## BEGIN EXCERPT PROVIDED

Let's take a look at the meaning of $\delta Q=C\mathrm dT$ assuming differential forms:

By the second law of thermodynamics, $\delta Q = T\mathrm dS$. The $\delta$ has no special meaning, it's just a reminder that we're dealing with a differential form and not a function (we can't write $\mathrm dQ$ here as the form is not exact, ie not the differential of some state function $Q$).

Thermodynamical systems are in general at least two-dimensional and allow different choices of coordinates, so assume $S$ is represented by a function of temperature and another variable, eg $S=S(V,T)$ or $S=S(P,T)$.

The definition of heat capacity from above assumes that $S$ is a function of $T$ alone as the right-hand side doesn't contain terms with $\mathrm dV$ or $\mathrm dP$. In general, we thus need a further restriction on permitted processes, like $V=\mathrm{const}$ or $P=\mathrm{const}$, which yields $C_V$ or $C_P$ respectively.

## END EXCERPT PROVIDED

• [WRITTEN TASKS]
a: Reproduce word for word the part of the heat capacity passage starting with "The definition of" and going on through "or $C_P$ respectively.".
b: In the heat capacity passage, which restriction on permitted processes yields $C_V$?

## BEGIN EXTRACTED RECORDS

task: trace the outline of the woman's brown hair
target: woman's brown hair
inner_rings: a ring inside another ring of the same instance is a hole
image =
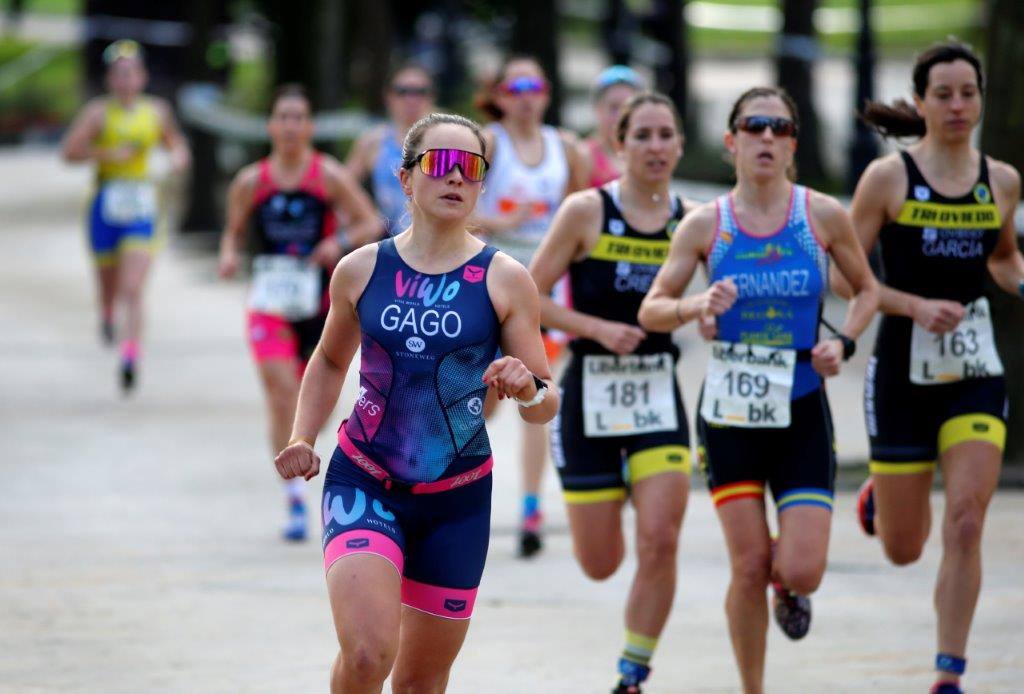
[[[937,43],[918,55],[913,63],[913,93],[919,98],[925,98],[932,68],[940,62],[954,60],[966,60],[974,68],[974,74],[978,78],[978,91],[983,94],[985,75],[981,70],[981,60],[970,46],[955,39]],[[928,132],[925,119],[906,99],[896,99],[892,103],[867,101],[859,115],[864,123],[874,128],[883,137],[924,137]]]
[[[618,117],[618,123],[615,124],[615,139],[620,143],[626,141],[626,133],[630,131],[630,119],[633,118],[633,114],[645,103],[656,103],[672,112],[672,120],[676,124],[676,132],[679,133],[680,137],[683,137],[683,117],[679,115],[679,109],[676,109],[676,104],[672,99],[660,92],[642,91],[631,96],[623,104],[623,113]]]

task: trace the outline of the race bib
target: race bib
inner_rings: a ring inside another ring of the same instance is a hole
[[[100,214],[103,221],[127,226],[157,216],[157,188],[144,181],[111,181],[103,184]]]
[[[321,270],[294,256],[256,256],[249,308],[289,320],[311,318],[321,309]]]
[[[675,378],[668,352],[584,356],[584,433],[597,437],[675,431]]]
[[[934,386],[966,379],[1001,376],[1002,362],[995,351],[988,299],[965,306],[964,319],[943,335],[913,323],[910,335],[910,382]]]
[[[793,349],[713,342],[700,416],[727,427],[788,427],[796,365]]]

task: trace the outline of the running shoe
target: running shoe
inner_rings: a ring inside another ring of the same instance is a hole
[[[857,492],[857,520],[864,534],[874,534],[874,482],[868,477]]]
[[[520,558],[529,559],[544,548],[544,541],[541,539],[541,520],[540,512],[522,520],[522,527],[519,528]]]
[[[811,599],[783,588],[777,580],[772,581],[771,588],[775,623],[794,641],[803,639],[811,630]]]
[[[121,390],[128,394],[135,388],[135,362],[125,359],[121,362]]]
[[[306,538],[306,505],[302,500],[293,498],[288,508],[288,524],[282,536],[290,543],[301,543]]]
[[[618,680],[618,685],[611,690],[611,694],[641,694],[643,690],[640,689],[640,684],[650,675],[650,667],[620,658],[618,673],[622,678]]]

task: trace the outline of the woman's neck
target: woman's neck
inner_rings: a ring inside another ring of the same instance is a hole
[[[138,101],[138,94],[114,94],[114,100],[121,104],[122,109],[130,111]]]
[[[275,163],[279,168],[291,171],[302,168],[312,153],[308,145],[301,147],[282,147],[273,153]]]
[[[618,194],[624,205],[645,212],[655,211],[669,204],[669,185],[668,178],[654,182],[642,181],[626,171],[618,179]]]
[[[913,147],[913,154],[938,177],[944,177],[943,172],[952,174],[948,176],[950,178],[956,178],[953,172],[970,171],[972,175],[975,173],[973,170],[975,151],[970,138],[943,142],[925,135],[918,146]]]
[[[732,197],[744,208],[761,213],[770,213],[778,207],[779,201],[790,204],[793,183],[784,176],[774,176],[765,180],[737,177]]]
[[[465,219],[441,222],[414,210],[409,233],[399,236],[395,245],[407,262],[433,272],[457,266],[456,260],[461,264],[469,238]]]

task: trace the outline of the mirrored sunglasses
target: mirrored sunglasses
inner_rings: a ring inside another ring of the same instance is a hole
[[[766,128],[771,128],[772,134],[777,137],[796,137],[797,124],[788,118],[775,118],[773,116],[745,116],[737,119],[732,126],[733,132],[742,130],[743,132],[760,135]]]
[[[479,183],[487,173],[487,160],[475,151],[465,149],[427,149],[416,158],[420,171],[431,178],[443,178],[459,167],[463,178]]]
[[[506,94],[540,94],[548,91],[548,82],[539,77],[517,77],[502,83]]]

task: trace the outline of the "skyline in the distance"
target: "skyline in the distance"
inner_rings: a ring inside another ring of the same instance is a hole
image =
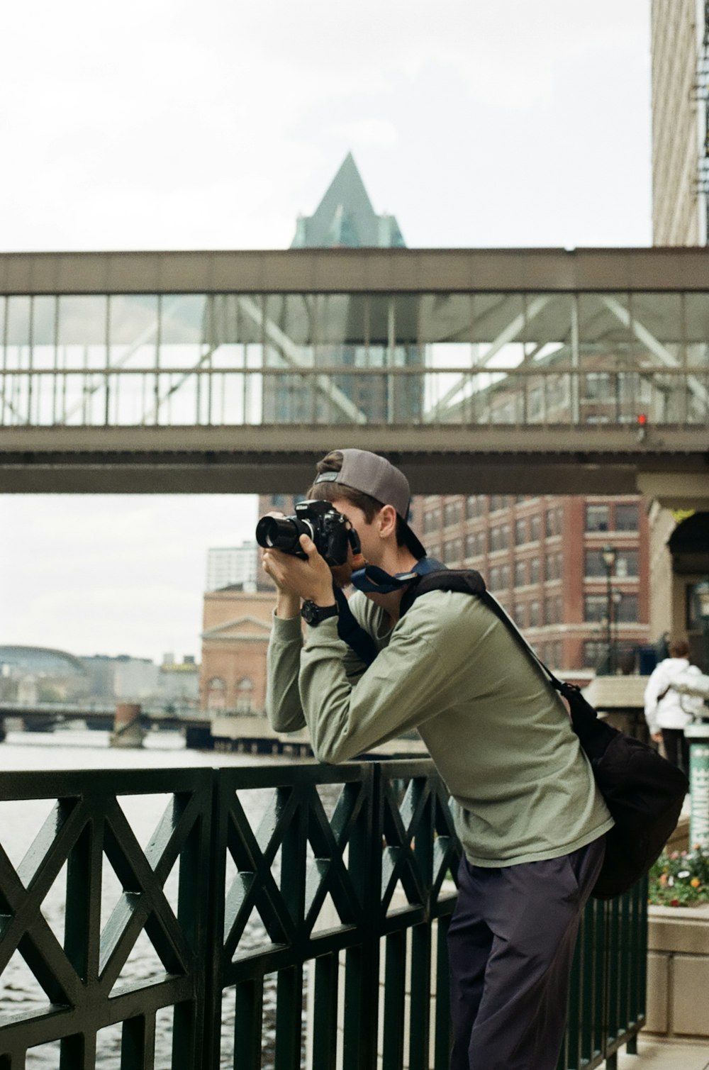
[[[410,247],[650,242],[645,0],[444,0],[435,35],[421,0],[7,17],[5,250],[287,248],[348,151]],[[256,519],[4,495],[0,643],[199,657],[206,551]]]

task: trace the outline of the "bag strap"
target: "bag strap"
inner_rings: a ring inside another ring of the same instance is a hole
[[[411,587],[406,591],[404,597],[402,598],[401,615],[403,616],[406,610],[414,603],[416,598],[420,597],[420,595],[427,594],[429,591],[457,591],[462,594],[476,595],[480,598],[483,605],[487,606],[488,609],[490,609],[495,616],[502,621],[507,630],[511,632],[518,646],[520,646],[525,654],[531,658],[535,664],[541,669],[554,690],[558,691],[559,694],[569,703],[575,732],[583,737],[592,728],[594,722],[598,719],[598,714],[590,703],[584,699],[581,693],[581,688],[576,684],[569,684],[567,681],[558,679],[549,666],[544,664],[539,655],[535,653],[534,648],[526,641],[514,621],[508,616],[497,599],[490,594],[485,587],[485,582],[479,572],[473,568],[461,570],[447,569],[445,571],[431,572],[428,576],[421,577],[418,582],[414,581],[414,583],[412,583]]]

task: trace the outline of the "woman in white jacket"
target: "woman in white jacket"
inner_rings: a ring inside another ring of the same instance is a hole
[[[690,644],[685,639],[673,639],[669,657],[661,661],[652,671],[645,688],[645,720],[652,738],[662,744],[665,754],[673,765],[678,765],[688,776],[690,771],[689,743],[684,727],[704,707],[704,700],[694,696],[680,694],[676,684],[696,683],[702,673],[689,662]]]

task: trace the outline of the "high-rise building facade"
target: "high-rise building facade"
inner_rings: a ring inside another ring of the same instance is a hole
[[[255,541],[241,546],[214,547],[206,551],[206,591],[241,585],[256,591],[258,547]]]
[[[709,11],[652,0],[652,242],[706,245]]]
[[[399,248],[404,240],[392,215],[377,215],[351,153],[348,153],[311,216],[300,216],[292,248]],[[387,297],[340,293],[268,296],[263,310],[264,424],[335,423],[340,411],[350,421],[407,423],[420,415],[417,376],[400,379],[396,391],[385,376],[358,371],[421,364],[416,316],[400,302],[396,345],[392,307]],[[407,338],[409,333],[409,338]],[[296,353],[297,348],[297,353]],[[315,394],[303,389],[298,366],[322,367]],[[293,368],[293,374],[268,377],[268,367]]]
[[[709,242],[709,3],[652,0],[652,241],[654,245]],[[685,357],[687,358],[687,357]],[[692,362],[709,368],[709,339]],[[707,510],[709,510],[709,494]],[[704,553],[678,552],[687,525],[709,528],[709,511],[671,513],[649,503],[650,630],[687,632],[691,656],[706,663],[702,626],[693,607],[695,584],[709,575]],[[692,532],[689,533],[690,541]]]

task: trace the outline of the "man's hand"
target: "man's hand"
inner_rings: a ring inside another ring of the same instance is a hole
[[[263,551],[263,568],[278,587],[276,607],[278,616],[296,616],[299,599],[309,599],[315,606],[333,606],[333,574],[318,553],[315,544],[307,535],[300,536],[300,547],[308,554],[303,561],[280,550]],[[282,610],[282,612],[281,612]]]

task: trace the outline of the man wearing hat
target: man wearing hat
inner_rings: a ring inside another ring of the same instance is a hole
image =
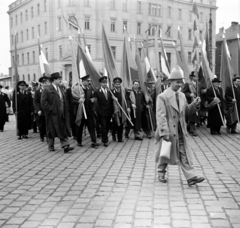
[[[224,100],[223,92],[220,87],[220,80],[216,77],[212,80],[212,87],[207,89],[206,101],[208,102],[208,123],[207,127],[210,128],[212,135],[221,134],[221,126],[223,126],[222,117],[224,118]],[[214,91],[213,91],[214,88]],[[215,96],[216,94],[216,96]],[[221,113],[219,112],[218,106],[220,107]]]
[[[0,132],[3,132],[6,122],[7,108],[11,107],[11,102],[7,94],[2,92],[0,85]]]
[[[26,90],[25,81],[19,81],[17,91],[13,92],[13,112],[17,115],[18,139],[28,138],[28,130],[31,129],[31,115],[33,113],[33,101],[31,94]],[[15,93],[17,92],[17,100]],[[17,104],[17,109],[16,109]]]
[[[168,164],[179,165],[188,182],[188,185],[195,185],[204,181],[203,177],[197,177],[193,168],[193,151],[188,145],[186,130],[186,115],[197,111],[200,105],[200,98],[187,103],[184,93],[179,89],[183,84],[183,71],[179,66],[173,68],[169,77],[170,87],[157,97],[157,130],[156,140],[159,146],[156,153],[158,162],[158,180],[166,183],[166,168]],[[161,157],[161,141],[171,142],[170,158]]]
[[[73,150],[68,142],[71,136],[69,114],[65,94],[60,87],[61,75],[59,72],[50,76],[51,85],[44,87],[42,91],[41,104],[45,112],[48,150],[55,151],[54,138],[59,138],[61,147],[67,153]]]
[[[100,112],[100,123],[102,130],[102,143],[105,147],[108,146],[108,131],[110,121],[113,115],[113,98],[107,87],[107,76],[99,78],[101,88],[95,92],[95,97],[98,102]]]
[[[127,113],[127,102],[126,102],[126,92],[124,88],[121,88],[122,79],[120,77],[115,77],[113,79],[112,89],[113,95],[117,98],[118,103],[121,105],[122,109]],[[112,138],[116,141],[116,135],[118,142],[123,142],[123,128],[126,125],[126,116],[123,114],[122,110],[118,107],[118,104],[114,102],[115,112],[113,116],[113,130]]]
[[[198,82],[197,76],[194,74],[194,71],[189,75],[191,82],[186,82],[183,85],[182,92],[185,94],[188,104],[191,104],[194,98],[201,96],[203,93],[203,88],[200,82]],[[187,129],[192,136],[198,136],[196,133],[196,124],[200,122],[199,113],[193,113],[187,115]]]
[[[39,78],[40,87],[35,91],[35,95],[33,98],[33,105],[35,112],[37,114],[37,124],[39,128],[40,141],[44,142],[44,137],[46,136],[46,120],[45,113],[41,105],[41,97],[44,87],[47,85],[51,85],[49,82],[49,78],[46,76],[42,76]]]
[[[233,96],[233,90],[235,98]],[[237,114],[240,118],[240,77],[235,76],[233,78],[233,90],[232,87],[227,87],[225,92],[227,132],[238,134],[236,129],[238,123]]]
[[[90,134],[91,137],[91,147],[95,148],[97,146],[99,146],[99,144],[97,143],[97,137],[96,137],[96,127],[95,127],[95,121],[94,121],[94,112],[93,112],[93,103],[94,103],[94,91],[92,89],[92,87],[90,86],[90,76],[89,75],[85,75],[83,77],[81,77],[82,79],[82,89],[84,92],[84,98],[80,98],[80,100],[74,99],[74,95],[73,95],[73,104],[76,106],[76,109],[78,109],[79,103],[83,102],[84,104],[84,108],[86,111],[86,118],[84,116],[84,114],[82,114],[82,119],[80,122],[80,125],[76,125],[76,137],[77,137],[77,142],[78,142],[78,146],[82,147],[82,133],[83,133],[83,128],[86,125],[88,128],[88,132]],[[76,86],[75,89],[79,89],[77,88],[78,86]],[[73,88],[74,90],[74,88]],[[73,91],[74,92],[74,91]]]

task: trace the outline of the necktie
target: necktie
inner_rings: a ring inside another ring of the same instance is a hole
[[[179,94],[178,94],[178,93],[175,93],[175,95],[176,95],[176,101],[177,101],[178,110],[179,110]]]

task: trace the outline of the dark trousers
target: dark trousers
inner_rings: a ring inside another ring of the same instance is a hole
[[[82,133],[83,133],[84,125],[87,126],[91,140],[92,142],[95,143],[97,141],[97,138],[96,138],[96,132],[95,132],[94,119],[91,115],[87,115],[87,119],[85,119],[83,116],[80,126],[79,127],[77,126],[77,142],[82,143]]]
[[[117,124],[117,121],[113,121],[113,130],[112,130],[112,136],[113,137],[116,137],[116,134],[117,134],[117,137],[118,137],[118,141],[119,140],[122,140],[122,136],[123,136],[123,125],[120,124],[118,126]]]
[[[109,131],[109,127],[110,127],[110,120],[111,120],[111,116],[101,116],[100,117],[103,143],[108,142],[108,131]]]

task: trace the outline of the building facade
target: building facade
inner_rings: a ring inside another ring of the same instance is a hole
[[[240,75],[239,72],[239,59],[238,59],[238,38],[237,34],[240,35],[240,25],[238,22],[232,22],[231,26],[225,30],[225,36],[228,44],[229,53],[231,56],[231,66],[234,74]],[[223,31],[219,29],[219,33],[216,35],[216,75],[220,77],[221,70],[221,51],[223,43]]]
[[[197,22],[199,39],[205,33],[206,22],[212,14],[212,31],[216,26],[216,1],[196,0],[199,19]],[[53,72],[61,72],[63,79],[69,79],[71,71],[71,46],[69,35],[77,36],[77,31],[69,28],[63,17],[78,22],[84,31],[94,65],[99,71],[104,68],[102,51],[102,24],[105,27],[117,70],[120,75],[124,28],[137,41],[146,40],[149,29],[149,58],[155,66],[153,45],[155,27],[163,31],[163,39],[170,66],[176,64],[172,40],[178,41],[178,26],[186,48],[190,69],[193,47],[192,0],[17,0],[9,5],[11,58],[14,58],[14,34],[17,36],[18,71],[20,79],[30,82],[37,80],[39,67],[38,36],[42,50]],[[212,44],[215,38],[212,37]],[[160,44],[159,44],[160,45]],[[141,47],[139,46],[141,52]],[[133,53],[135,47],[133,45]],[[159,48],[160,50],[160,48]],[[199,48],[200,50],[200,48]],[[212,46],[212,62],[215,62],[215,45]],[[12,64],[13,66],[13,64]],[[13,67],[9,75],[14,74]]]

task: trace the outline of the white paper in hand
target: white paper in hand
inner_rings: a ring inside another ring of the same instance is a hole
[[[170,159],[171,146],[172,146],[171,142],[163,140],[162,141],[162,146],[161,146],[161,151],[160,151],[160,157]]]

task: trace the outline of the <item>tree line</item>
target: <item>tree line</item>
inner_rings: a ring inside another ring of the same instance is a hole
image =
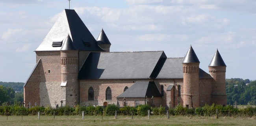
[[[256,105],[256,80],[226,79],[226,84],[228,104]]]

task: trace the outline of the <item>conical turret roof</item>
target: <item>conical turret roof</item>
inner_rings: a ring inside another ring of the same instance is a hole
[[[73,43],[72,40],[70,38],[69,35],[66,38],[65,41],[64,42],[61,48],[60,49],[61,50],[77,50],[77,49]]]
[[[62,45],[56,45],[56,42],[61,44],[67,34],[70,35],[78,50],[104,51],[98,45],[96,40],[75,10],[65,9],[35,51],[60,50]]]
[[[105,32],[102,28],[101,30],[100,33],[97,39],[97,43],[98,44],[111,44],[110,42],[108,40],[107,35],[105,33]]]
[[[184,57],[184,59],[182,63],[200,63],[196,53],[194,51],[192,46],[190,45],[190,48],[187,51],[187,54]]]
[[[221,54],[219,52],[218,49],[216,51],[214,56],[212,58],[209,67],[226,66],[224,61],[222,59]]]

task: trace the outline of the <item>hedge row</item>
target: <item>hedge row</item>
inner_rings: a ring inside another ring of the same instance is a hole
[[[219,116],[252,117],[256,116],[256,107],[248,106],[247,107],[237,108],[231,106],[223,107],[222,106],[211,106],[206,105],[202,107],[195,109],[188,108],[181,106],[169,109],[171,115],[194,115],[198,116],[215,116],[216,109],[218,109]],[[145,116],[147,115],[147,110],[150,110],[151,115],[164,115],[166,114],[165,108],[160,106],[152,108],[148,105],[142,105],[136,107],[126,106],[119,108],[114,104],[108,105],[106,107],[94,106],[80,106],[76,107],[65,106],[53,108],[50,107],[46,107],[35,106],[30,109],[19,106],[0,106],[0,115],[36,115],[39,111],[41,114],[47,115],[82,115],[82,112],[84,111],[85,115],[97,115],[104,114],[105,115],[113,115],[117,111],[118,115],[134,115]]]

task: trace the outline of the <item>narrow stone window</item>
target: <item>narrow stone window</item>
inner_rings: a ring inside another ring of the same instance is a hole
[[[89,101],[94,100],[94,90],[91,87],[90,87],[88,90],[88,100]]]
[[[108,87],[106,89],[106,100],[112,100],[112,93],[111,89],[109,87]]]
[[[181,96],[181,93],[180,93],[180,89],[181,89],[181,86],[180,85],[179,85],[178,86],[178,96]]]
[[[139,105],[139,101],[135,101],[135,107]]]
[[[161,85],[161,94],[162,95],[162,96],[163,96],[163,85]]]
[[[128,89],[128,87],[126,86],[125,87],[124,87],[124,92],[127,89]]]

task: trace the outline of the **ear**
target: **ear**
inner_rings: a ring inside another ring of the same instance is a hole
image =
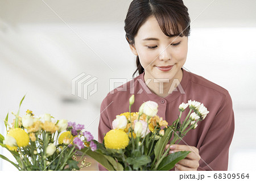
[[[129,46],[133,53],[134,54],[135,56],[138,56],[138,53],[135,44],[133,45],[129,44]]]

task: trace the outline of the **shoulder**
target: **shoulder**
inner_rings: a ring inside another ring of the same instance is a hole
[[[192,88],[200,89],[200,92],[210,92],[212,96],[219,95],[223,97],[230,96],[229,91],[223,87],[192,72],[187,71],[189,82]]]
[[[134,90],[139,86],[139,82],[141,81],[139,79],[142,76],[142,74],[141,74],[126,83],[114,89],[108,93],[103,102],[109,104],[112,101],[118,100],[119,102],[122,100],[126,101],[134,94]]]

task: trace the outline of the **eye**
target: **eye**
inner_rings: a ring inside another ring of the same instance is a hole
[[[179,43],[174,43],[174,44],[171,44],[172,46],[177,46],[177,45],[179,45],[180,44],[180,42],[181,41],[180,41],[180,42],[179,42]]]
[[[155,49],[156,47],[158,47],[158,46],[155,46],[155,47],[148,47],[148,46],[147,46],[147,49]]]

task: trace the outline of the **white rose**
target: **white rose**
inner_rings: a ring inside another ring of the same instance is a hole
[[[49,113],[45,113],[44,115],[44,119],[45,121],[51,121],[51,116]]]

## END EXTRACTED RECORDS

• [ANSWERS BELOW]
a:
The definition of heat capacity from above assumes that $S$ is a function of $T$ alone as the right-hand side doesn't contain terms with $\mathrm dV$ or $\mathrm dP$. In general, we thus need a further restriction on permitted processes, like $V=\mathrm{const}$ or $P=\mathrm{const}$, which yields $C_V$ or $C_P$ respectively.

b: The restriction $V=\mathrm{const}$, meaning volume is held constant.